Items listed in a dataset:
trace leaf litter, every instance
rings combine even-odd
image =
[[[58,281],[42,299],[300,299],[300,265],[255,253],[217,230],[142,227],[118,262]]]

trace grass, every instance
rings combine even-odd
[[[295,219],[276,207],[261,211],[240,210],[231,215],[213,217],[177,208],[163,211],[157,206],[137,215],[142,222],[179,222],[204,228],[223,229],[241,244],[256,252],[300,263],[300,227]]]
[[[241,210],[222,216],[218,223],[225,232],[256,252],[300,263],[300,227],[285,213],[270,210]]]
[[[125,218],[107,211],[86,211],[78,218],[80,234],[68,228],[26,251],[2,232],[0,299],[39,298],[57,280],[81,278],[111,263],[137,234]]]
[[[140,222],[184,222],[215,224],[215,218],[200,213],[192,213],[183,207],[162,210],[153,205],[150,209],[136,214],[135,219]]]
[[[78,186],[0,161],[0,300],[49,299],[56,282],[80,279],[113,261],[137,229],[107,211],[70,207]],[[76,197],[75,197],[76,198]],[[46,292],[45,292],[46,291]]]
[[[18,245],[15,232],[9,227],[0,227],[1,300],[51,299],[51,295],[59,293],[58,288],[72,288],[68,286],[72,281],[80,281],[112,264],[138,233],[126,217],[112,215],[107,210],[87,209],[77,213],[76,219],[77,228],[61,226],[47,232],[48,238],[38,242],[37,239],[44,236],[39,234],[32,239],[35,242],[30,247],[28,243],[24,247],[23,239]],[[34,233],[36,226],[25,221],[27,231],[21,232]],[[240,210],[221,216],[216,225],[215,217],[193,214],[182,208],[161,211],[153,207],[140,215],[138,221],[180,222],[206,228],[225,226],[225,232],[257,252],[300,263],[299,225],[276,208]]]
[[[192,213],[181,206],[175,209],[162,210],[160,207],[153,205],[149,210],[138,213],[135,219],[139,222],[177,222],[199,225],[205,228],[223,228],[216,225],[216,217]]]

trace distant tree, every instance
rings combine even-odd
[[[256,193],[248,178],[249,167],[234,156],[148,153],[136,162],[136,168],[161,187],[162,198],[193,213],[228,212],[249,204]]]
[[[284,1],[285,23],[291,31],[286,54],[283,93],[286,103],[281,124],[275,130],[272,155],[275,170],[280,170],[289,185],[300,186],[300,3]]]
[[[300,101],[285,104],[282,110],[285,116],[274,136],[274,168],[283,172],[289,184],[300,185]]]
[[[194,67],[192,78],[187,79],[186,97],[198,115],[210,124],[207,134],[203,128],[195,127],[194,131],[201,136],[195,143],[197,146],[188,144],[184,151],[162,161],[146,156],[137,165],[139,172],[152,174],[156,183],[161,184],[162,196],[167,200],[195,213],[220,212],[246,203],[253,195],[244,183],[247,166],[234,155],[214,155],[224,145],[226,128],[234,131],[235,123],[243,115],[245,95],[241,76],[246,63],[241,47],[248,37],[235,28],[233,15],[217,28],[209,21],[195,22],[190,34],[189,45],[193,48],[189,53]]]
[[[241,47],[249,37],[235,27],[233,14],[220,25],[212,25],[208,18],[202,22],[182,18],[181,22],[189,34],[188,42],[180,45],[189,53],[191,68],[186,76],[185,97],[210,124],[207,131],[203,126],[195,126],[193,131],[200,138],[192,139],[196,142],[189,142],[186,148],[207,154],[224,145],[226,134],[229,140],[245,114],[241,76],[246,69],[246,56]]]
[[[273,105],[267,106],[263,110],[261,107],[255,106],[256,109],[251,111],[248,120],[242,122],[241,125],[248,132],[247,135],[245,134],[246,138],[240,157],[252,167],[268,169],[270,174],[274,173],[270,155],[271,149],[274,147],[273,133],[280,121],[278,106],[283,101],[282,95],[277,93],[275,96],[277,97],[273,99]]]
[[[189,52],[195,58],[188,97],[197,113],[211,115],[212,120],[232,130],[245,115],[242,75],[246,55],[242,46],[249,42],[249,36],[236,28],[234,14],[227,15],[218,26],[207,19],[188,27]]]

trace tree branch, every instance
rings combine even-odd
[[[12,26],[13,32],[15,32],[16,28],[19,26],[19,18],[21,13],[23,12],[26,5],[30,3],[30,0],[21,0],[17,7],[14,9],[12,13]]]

---

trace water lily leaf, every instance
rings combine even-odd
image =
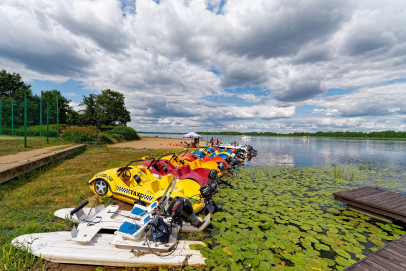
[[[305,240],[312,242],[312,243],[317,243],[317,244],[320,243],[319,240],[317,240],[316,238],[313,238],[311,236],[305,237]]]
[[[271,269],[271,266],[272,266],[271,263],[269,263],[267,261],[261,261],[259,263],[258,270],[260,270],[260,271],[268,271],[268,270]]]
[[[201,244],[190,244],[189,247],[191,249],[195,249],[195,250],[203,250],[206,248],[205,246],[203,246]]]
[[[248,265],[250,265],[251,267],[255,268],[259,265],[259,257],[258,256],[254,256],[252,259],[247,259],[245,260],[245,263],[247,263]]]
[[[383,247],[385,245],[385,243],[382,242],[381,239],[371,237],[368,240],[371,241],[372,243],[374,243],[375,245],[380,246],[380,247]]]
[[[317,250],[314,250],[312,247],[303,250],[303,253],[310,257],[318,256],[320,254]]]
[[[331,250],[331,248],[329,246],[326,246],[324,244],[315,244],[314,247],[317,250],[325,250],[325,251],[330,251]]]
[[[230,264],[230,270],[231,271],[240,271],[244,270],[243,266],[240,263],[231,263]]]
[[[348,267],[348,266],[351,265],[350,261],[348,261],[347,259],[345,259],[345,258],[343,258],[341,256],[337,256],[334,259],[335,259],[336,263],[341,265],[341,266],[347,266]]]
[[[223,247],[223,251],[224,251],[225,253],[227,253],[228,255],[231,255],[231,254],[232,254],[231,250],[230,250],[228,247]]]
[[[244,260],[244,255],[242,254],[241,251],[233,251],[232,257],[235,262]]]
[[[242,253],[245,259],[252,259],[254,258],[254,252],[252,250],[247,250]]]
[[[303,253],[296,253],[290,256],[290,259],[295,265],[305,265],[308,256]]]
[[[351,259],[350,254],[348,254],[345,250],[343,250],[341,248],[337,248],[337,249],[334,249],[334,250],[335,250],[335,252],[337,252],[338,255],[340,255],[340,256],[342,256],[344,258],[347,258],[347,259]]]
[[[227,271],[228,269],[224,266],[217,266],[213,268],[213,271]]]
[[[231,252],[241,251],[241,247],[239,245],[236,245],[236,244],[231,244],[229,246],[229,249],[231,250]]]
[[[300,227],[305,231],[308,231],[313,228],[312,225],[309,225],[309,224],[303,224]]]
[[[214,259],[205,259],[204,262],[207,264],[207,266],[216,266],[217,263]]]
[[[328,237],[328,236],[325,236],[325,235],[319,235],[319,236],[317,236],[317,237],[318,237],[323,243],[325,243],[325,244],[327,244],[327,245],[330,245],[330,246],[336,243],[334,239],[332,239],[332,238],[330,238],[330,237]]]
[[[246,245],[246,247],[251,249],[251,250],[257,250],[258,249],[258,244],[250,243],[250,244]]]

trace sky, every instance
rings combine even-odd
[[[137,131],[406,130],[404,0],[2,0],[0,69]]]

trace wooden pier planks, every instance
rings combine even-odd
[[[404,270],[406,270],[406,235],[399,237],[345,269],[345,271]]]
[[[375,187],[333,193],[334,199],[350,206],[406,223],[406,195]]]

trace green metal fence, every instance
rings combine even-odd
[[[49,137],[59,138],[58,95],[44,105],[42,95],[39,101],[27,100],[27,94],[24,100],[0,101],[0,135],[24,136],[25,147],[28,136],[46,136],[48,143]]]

# [PROBLEM DETAILS]
If a line of the entries above holds the word "trace", count it; report only how many such lines there are.

# [ANSWER FOR THE TASK]
8